Written instruction: Turn the items below into a JSON list of strings, with one string for each line and blank lines omitted.
[begin Provided records]
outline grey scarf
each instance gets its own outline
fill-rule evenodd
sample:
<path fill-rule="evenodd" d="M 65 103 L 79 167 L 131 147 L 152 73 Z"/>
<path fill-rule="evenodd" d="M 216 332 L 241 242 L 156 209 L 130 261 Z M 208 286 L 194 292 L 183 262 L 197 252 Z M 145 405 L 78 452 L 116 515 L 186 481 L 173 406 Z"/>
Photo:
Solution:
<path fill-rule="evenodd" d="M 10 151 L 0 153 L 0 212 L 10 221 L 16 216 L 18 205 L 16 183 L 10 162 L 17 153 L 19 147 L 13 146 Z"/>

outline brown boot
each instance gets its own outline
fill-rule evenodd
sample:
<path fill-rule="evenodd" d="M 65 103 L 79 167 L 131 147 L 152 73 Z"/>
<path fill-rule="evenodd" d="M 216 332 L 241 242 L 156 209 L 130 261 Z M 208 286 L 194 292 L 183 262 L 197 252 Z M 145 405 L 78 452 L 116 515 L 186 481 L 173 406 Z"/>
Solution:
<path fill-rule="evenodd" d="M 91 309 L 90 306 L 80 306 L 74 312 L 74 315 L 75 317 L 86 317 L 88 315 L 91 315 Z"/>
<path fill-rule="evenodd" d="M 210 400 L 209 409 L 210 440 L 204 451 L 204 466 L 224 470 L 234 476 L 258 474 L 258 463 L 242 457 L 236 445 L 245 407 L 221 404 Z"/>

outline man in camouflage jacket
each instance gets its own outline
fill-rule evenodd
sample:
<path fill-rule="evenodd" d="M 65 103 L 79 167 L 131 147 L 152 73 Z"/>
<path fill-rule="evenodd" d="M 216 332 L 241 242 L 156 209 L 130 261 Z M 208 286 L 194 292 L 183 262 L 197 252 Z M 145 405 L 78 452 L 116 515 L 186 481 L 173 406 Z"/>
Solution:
[end Provided records]
Problem solution:
[
  "outline grey scarf",
  "each instance gets its own outline",
  "fill-rule evenodd",
  "sample:",
  "<path fill-rule=\"evenodd\" d=\"M 65 103 L 79 167 L 131 147 L 152 73 Z\"/>",
  "<path fill-rule=\"evenodd\" d=\"M 216 332 L 241 242 L 156 209 L 130 261 Z M 208 286 L 194 292 L 183 262 L 197 252 Z M 145 405 L 78 452 L 116 515 L 186 481 L 173 406 Z\"/>",
  "Photo:",
  "Solution:",
  "<path fill-rule=\"evenodd\" d=\"M 10 151 L 0 153 L 0 212 L 10 221 L 16 216 L 18 205 L 16 183 L 10 162 L 17 153 L 19 147 L 13 146 Z\"/>",
  "outline brown boot",
  "each instance gets its own outline",
  "fill-rule evenodd",
  "sample:",
  "<path fill-rule=\"evenodd\" d=\"M 65 103 L 79 167 L 131 147 L 152 73 Z\"/>",
  "<path fill-rule=\"evenodd\" d=\"M 216 332 L 241 242 L 156 209 L 130 261 Z M 208 286 L 194 292 L 183 262 L 197 252 Z M 145 405 L 78 452 L 116 515 L 186 481 L 173 406 Z\"/>",
  "Solution:",
  "<path fill-rule=\"evenodd\" d=\"M 91 309 L 90 306 L 80 306 L 74 312 L 74 315 L 75 317 L 86 317 L 88 315 L 91 315 Z\"/>",
  "<path fill-rule=\"evenodd\" d=\"M 210 400 L 209 409 L 210 440 L 204 451 L 204 466 L 224 470 L 234 476 L 258 474 L 258 463 L 242 457 L 236 445 L 245 407 L 221 404 Z\"/>",
  "outline man in camouflage jacket",
  "each instance gets its own outline",
  "fill-rule evenodd",
  "sample:",
  "<path fill-rule=\"evenodd\" d=\"M 65 103 L 79 167 L 131 147 L 152 73 Z\"/>",
  "<path fill-rule=\"evenodd\" d=\"M 216 332 L 241 242 L 156 209 L 130 261 Z M 208 286 L 194 292 L 183 262 L 197 252 Z M 145 405 L 78 452 L 116 515 L 186 481 L 173 406 Z\"/>",
  "Solution:"
]